Stored data =>
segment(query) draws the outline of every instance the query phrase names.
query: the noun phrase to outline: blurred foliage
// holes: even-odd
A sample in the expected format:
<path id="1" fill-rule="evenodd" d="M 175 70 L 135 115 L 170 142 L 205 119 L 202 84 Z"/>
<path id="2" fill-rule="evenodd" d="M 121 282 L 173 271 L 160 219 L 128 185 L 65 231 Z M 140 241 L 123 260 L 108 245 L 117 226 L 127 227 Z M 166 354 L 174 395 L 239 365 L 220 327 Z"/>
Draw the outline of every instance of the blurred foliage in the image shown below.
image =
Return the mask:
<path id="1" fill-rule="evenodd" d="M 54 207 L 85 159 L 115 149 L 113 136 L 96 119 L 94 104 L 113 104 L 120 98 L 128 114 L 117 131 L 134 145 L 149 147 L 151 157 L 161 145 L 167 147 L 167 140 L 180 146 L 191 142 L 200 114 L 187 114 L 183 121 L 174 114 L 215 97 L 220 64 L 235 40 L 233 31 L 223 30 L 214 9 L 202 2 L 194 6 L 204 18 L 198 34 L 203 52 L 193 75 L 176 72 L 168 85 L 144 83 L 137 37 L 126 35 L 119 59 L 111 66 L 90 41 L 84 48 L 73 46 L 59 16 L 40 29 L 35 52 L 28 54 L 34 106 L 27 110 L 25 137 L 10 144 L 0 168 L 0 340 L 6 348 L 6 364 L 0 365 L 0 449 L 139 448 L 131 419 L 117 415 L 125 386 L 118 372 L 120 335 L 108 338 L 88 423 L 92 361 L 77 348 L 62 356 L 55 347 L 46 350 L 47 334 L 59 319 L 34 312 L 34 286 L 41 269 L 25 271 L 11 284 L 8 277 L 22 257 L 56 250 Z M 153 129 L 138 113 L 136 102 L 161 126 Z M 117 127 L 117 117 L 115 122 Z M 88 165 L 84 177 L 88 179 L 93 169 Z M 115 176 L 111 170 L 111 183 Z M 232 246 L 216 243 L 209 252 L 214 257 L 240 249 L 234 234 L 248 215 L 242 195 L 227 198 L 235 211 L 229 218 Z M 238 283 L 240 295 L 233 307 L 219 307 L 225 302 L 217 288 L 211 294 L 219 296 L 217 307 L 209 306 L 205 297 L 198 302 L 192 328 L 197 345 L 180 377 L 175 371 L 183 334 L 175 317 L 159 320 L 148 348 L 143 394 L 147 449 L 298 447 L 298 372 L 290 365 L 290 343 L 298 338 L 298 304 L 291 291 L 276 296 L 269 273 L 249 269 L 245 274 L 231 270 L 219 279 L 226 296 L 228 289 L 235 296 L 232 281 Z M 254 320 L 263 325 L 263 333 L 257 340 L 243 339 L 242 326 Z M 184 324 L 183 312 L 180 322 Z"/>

Goal of the exercise =>
Please repeat the listing word for word.

Answer for this exercise =>
segment(query) draws the outline of every instance the query phrase names.
query: the noun phrase to outline: blurred foliage
// holes: even-odd
A sample in the expected format:
<path id="1" fill-rule="evenodd" d="M 175 70 L 135 115 L 170 142 L 205 119 L 202 84 Z"/>
<path id="2" fill-rule="evenodd" d="M 121 282 L 173 271 L 160 219 L 128 185 L 65 231 Z M 140 241 L 123 260 L 108 245 L 117 226 L 127 227 Z M 166 354 L 174 395 L 239 365 L 220 327 Z"/>
Draw the outline of every instance of the blurred foliage in the image shown below.
image =
Return the mask:
<path id="1" fill-rule="evenodd" d="M 54 207 L 85 159 L 115 149 L 113 136 L 96 119 L 94 104 L 113 104 L 120 98 L 128 114 L 117 131 L 134 145 L 149 147 L 151 157 L 161 145 L 167 147 L 167 140 L 180 146 L 191 142 L 200 114 L 187 114 L 183 121 L 174 114 L 215 97 L 220 64 L 235 40 L 233 31 L 223 30 L 214 9 L 202 2 L 194 6 L 204 18 L 198 34 L 203 52 L 193 75 L 176 72 L 168 85 L 144 83 L 137 37 L 126 35 L 119 59 L 111 66 L 90 41 L 84 48 L 73 46 L 59 16 L 40 29 L 35 52 L 28 54 L 34 106 L 27 110 L 25 137 L 10 144 L 0 168 L 0 340 L 6 348 L 6 364 L 0 365 L 0 449 L 139 448 L 131 419 L 117 415 L 125 386 L 118 372 L 120 335 L 108 338 L 88 423 L 92 361 L 77 348 L 62 356 L 55 347 L 46 350 L 47 334 L 59 319 L 34 312 L 34 286 L 41 269 L 25 271 L 11 284 L 8 277 L 22 257 L 56 250 Z M 153 129 L 138 113 L 136 102 L 161 126 Z M 117 127 L 117 117 L 115 122 Z M 88 165 L 84 177 L 88 179 L 93 169 Z M 115 176 L 111 170 L 111 183 Z M 232 246 L 216 243 L 209 252 L 214 257 L 240 249 L 234 234 L 248 215 L 242 195 L 227 198 L 235 211 L 229 218 Z M 238 283 L 240 295 L 233 307 L 219 307 L 225 302 L 217 288 L 211 294 L 219 296 L 217 307 L 209 306 L 205 297 L 198 302 L 192 328 L 197 345 L 180 377 L 175 371 L 183 334 L 175 317 L 159 320 L 148 348 L 143 394 L 147 449 L 298 447 L 298 372 L 290 365 L 290 343 L 298 338 L 298 304 L 291 291 L 276 296 L 269 273 L 249 269 L 245 274 L 231 270 L 219 279 L 226 296 L 228 289 L 235 296 L 232 281 Z M 254 320 L 263 325 L 263 333 L 257 340 L 243 339 L 242 326 Z M 184 324 L 183 312 L 180 322 Z"/>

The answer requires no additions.